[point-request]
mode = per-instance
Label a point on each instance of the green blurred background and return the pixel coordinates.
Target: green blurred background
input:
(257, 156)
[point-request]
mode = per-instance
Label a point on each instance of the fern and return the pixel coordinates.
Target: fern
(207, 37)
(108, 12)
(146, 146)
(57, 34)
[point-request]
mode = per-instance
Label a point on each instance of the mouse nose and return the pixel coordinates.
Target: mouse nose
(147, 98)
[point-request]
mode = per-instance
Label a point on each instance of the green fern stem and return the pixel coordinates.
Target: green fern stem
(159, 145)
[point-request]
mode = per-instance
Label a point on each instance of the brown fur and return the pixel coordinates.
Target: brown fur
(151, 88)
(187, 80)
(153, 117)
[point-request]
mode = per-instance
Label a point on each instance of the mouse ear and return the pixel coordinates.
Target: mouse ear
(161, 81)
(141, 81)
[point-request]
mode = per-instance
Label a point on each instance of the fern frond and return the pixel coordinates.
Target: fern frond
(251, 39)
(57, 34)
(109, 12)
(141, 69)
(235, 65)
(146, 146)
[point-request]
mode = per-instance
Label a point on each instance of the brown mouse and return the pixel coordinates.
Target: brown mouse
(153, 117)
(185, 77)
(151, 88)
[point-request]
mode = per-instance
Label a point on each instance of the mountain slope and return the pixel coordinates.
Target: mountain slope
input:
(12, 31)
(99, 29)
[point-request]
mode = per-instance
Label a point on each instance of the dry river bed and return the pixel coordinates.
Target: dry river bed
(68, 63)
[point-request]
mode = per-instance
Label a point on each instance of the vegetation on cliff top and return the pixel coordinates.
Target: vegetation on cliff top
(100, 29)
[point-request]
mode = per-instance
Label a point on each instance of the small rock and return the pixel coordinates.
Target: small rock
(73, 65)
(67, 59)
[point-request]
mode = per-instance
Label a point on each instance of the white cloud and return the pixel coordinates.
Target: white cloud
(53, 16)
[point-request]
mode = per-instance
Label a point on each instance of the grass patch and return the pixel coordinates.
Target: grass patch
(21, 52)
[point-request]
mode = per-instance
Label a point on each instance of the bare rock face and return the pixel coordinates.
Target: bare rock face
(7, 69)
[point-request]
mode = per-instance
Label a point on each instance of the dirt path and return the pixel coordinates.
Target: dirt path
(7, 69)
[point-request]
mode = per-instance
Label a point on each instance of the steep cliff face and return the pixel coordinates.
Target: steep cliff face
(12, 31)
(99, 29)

## The request
Please gather every line in the material above that contains the word "brown", and copy each of those lines in full.

## Exercise answer
Label a point on each instance of the brown fur and return the pixel coordinates.
Target: brown fur
Label a point on each instance of the brown mouse and return the pixel coordinates.
Target: brown mouse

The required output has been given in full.